> **TASK REQUIREMENTS**
According to the soft commodities commentary, what was the record net spec and fund long in coffee, and when was it set?

COFFEE
March coffee extended January’s tight coiling price action yesterday but it appears the coiling pattern has a slight downward tilt. Granted some short-term technical signals have produced buy signals this week but those signals aren’t strong. Furthermore, the most recent net spec and fund long in coffee was very burdensome at 64,577 contracts (the record net spec and fund long was 79,584 contracts in April of last year) and therefore a failure of consolidation low support at 312.15 could result in a spike lower trade like the washout seen on November 29th through December 3rd which resulted in a break of nearly 12% in three sessions. However, with next week’s rainfall over Brazil’s major Arabica growing regions potentially heavier than normal there could be damage to coffee trees. In contrast, Vietnam’s Central Highlands growing region has dry weather and high temperatures in the forecast through the end of next week. Drier conditions should help their coffee harvesting and bean drying make up delays from wet weather over the past month.
COTTON
Like other soft commodity markets, the cotton trade has continued to coil with a slight track lower. In fact, yesterday March Cotton was unable to hold onto early support and came under pressure through midsession, before managing a modest recovery late in the day to finish Thursday’s outside-day session with a moderate gain. Short-term stochastics continue to present buy signals, but the signals are not strong in comparison to the mid-December buy signal which preceded a two-day low to high bounce of two cents. The USDA’s latest Supply/Demand report comes out at midsession. A Bloomberg survey has an average forecast for US 2024/25 cotton production to come in at 14.16 million bales, which compares to 14.26 million in the December WASDE report. The Bloomberg survey’s average estimate for global 2024/25 cotton production is 117.33 million bales, which compares to 117.39 million in the December WASDE report.
COCOA
Despite the lack of definitive direction, cocoa prices have shown significant volatility with this week’s trading range of $1,223, highlighting a market attempting to factor in a historically tight market which has shown little demand destruction. In retrospect, the International Cocoa Organization pegged the 2023/2024 season to have posted the lowest stocks to usage ratio of the last 40 years at 27% and that combines with signs that the world’s largest production area (West Africa) will continue to face production issues, some of which are long-term (like the replacement of trees). However, a major European confectionery thinks there is the potential for a global cocoa market surplus in the 2024/2025 season apparently discounting tree diseases, inadequate investment in the crop and a crumbling infrastructure to handle the crops in West Africa. Surprisingly, the tripling of raw cocoa prices last year has yet to “up end” demand, but trade sources predict chocolate manufacturers will be forced to implement 50% price increases. It should be noted that Ivory Coast arrivals for the 2024/2025 season are up 27% as of January 5th. Therefore, both Ivory Coast and Ghana arrivals are stronger than last year and that has likely put a lid on prices this week. Ghana’s official cocoa purchases this season through December 12th was 366,075 tonnes which is 57% higher than the comparable period last season. Although Ghana’s 2023/24 production was a multi-decade low, the rebound in cocoa output this season may keep further price gains in check. Hershey’s attempt to purchase 90,000 tonnes of cocoa from ICE exchange cocoa stocks may not be approved by the CFTC as it is far larger than current regulations allow and as it would severely reduce overall cocoa exchange stocks. It also may reflect low near-term supply at Hershey, and that might have contributed to a turnaround in cocoa prices from Wednesday’s downside breakout.

> **ENTRIES SHOWN**
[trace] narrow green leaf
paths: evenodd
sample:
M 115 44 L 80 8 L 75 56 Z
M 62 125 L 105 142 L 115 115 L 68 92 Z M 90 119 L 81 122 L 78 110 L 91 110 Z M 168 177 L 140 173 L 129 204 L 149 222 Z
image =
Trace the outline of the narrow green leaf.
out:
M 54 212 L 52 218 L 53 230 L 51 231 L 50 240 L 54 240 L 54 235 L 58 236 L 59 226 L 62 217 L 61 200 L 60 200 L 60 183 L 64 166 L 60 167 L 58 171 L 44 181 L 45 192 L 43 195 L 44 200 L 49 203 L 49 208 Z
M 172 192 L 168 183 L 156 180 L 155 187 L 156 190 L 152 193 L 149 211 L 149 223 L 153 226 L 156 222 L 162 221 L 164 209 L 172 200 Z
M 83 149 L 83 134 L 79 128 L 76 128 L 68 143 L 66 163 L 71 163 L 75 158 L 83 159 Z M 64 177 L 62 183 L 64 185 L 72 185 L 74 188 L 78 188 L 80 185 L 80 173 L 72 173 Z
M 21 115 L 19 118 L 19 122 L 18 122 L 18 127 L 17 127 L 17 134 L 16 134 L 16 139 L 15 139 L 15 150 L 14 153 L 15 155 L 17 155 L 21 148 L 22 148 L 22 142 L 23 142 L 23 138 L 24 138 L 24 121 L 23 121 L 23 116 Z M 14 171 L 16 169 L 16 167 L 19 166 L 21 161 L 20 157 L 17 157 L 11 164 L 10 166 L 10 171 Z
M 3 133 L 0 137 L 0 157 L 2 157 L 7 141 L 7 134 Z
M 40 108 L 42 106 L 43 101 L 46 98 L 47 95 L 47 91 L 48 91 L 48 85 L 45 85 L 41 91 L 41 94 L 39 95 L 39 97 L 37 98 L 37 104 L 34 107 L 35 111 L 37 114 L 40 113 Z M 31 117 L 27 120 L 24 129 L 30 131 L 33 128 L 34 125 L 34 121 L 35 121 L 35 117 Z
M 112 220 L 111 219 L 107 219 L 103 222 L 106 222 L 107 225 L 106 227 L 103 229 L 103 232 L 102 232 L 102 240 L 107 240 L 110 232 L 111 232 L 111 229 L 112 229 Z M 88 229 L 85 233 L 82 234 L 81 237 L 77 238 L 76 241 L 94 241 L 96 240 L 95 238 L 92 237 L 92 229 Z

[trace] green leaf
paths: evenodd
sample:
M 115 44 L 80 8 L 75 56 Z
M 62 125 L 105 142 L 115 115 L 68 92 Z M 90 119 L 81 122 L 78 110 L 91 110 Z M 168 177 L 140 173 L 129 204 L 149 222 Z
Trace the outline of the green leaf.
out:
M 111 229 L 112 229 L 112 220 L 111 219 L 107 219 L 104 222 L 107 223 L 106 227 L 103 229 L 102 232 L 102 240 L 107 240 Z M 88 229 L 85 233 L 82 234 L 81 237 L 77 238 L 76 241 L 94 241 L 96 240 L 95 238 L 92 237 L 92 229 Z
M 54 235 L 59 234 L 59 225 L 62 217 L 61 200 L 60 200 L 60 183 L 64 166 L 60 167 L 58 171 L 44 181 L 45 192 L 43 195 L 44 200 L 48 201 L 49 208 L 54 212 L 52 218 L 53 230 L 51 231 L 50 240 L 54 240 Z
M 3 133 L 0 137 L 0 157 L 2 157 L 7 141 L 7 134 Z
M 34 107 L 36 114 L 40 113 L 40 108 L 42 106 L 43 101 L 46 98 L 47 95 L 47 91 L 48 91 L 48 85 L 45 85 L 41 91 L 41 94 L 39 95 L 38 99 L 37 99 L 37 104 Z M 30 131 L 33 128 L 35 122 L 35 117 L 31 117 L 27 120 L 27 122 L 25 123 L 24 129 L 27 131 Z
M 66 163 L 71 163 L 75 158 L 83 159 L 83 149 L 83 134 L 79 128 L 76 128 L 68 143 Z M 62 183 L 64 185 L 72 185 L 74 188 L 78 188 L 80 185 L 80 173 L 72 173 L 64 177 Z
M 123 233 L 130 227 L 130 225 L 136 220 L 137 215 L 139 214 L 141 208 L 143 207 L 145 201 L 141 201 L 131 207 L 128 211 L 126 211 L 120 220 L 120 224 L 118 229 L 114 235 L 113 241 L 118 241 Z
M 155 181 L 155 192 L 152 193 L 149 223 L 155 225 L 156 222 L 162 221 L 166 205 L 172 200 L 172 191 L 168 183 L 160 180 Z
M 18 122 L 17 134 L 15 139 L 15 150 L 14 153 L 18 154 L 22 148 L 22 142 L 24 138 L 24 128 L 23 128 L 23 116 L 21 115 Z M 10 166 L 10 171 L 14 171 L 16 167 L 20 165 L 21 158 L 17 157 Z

> **ANSWER TO THE PROBLEM**
79,584 contracts, in April of last year.